Stated goal
Please carry the Analyse-it guide on grouped descriptive statistics forward from its last sentence.

Start of Selected passage

Mean-Mean scatter plot
A mean-mean scatter plot shows a 2-dimensional representation of the differences between many means.
Homogeneity of variance hypothesis test
A homogeneity hypothesis test formally tests if the populations have equal variances.

Calculating univariate descriptive statistics, by group

Use univariate descriptive statistics to describe a quantitative variable that is classified by a factor variable.

Select a cell in the dataset.

On the Analyse-it ribbon tab, in the Statistical Analyses group, click Compare Groups, and then click the statistics to show:

Option	Description
Mean and Moments	Show mean, variance, standard deviation.
Median and Quartiles	Show minimum, maximum, median, and quartiles.

The analysis task pane opens.

In the Y drop-down list, select the quantitative response variable.
In the X drop-down list, select the categorical factor variable identifying the groups.
Optional: To customize the statistics to show, click Customize... and then select or clear the appropriate check boxes. To save the options as the defaults to use for future analyses, click Save as Defaults.

End of Selected passage
Start of Excerpted data

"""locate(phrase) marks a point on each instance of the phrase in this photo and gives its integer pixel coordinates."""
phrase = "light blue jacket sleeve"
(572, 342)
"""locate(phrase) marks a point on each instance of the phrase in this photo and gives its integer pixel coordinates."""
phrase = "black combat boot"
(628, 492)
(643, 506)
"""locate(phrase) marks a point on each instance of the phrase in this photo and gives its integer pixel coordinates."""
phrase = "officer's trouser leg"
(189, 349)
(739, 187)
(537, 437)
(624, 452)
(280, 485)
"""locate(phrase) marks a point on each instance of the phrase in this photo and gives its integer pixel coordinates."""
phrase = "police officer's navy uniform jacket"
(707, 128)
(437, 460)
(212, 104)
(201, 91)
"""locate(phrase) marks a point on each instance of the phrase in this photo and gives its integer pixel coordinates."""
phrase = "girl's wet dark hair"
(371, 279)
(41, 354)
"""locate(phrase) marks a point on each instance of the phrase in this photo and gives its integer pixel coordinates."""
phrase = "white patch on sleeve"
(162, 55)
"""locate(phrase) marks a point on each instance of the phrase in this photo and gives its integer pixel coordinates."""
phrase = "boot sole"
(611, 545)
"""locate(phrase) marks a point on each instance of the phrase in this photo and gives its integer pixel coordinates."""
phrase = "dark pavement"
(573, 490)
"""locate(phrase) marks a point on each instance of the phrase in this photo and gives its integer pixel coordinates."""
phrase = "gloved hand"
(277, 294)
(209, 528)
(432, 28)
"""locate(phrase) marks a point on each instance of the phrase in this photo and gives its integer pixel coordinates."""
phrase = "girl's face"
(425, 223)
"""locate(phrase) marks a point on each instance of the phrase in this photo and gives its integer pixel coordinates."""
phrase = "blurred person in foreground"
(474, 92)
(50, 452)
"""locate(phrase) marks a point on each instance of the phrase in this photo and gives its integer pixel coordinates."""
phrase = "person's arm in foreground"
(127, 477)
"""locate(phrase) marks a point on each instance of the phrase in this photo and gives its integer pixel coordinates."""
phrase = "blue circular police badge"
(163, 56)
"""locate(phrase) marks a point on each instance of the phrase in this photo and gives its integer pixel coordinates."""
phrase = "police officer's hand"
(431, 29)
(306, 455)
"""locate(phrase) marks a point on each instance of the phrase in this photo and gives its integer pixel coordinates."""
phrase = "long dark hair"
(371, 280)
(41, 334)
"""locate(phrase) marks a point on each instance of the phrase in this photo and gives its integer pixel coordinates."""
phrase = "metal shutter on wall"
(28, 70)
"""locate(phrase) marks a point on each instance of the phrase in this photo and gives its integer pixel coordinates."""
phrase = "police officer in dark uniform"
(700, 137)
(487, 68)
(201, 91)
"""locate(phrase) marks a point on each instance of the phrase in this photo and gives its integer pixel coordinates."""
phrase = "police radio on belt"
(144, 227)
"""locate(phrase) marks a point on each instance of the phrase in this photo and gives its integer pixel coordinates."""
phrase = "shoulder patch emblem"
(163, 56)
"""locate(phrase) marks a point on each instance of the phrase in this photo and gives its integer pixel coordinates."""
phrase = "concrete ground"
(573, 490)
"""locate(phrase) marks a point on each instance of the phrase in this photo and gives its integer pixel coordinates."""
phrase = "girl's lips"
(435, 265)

End of Excerpted data

Answer
Click Calculate.

Side-by-side univariate plots

Side-by-side univariate plots summarize the distribution of data stratified into groups.

Creating side-by-side univariate plots

Summarize the distribution of a single quantitative variable stratified into groups.

Select a cell in the dataset.
On the Analyse-it ribbon tab, in the Statistical Analyses group, click Compare Groups > Univariate, and then click the plot type.
The analysis task pane opens.
In the Y drop-down list, select the quantitative response variable.
In the X drop-down list, select the categorical factor variable identifying the groups.
Optional: To overlay more than one plot type on the same chart, on the Analyse-it ribbon tab, in the Compare Groups group, click Univariate, and then click an additional plot type.
Optional: In the analysis task pane, customize the options for the plot.
Click Calculate.

Equality of means/medians hypothesis test

An equality hypothesis test formally tests if two or more population means/medians are different.

The hypotheses to test depends on the number of samples:

For two samples, the null hypothesis states that the difference between the mean/medians of the populations is equal to a hypothesized value (0 indicating no difference), against the alternative hypothesis that it is not equal to (or less than, or greater than) the hypothesized value.
For more than two samples, the null hypothesis states that the means/medians of the populations are equal, against the alternative hypothesis that at least one population mean/median is different.

When the test p-value is small, you can reject the null hypothesis and conclude that the populations differ in means/medians.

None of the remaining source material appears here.